▶ [READING TEXT]
Homeland Security Seeks Access to Federal Parent Locator Service Data Restricted to Child Support

DHS seeks access to a restricted federal child support database for immigration enforcement, raising significant legal and privacy concerns for millions.

Homeland Security Seeks Access to Federal Parent Locator Service Data Restricted to Child Support
Key Takeaways
  • The DHS is seeking unprecedented access to the Federal Parent Locator Service for immigration enforcement purposes.
  • The database contains sensitive wage and family records originally restricted to child support enforcement and benefit verification.
  • Legal experts and advocates warn of privacy risks for domestic violence survivors and the general working public.

(UNITED STATES) — The Department of Homeland Security moved on March 11, 2026 to seek access to the Federal Parent Locator Service, a vast government database whose use federal law has traditionally restricted to child support enforcement and a handful of related programs.

▶ [PROVIDED MATERIAL]
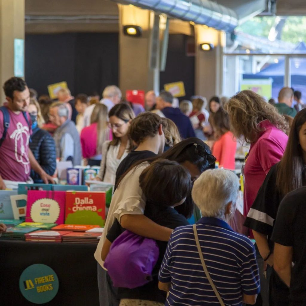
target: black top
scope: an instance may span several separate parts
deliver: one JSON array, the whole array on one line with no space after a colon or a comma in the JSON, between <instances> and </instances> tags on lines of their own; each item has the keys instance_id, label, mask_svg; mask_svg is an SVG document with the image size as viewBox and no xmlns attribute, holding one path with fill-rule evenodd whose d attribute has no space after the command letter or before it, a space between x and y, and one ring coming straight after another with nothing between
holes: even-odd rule
<instances>
[{"instance_id":1,"label":"black top","mask_svg":"<svg viewBox=\"0 0 306 306\"><path fill-rule=\"evenodd\" d=\"M47 174L53 175L56 168L55 144L52 136L44 130L33 129L29 146L34 157ZM34 183L43 183L40 175L32 169L31 177Z\"/></svg>"},{"instance_id":2,"label":"black top","mask_svg":"<svg viewBox=\"0 0 306 306\"><path fill-rule=\"evenodd\" d=\"M139 160L154 157L156 155L151 151L131 151L120 163L116 173L115 188L121 176L134 163Z\"/></svg>"},{"instance_id":3,"label":"black top","mask_svg":"<svg viewBox=\"0 0 306 306\"><path fill-rule=\"evenodd\" d=\"M248 214L244 226L268 236L270 241L277 211L283 196L276 188L276 176L278 163L271 167Z\"/></svg>"},{"instance_id":4,"label":"black top","mask_svg":"<svg viewBox=\"0 0 306 306\"><path fill-rule=\"evenodd\" d=\"M288 193L281 203L271 238L274 242L292 247L290 306L306 305L306 187Z\"/></svg>"},{"instance_id":5,"label":"black top","mask_svg":"<svg viewBox=\"0 0 306 306\"><path fill-rule=\"evenodd\" d=\"M185 217L180 215L175 209L170 206L160 207L147 202L144 215L158 224L173 229L178 226L189 224ZM112 242L125 230L116 220L106 237ZM144 300L165 303L166 293L158 289L158 276L168 243L159 241L156 241L156 242L159 250L159 256L152 271L153 280L143 286L134 289L119 288L118 298Z\"/></svg>"},{"instance_id":6,"label":"black top","mask_svg":"<svg viewBox=\"0 0 306 306\"><path fill-rule=\"evenodd\" d=\"M73 121L74 123L76 124L76 116L78 114L75 107L75 100L74 99L70 100L68 102L71 106L72 109L72 113L71 114L71 121Z\"/></svg>"}]
</instances>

▶ [DIRECTIVES]
• A. Print the Homeland Security article from "DHS seeks access" to "general working public.".
• B. Turn the rows, from their first line to the line with "scope: an instance", into a JSON list of strings, one string per line. Include both end lines, skip blank lines, and leave the picture out.

▶ [FINAL ANSWERS]
• A.
DHS seeks access to a restricted federal child support database for immigration enforcement, raising significant legal and privacy concerns for millions.

Homeland Security Seeks Access to Federal Parent Locator Service Data Restricted to Child Support
Key Takeaways
  • The DHS is seeking unprecedented access to the Federal Parent Locator Service for immigration enforcement purposes.
  • The database contains sensitive wage and family records originally restricted to child support enforcement and benefit verification.
  • Legal experts and advocates warn of privacy risks for domestic violence survivors and the general working public.

• B.
[
  "target: black top",
  "scope: an instance may span several separate parts"
]